───── SUPPLIED DATA ─────

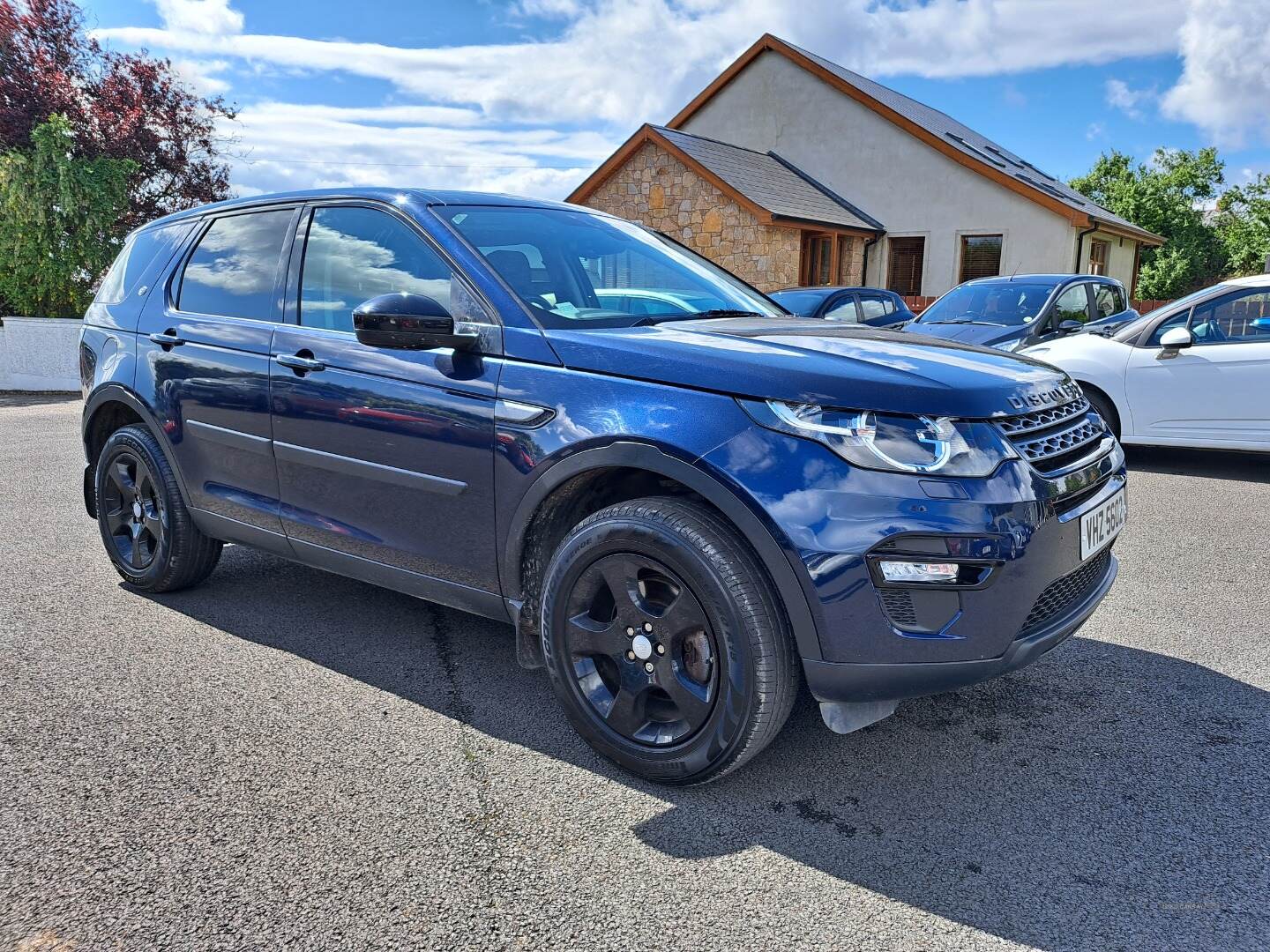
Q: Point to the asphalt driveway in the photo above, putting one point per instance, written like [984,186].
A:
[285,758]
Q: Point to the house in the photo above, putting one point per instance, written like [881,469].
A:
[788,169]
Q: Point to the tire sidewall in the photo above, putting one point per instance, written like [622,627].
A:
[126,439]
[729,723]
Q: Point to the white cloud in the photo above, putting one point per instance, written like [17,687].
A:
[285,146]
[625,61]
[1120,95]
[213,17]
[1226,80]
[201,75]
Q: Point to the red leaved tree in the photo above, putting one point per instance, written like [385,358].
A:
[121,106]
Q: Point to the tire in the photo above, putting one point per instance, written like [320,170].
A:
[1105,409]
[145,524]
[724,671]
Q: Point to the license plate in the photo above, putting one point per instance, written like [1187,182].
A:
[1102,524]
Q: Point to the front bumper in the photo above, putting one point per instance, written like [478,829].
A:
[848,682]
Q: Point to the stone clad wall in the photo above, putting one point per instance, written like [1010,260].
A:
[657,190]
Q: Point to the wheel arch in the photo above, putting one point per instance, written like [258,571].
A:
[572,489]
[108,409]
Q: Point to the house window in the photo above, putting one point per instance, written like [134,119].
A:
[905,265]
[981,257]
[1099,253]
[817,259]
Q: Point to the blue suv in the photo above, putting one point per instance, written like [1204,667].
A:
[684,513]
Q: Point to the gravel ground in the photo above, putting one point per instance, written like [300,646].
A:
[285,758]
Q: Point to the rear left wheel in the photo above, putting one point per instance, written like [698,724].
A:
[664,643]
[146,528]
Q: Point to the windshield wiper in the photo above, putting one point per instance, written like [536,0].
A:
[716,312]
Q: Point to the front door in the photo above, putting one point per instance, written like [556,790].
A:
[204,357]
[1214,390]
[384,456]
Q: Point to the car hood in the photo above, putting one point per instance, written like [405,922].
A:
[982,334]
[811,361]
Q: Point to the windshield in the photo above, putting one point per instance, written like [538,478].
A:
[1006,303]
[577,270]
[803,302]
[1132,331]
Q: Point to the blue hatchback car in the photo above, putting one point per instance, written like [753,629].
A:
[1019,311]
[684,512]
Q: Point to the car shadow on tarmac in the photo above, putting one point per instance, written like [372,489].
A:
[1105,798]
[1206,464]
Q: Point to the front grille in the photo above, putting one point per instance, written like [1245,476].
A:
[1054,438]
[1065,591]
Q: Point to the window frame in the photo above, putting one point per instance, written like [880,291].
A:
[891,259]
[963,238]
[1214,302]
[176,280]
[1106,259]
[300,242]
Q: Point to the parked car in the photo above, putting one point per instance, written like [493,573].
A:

─────

_THE PROBLEM_. Go through the records above, find every line with the word "tire", and list those lines.

_TASK OUTPUT_.
Q: Point to the tire sidewall in the photo above, putting one point per instance, written like [622,627].
Q: Point to the tire in the photo above, putting one point per instance, written like [320,170].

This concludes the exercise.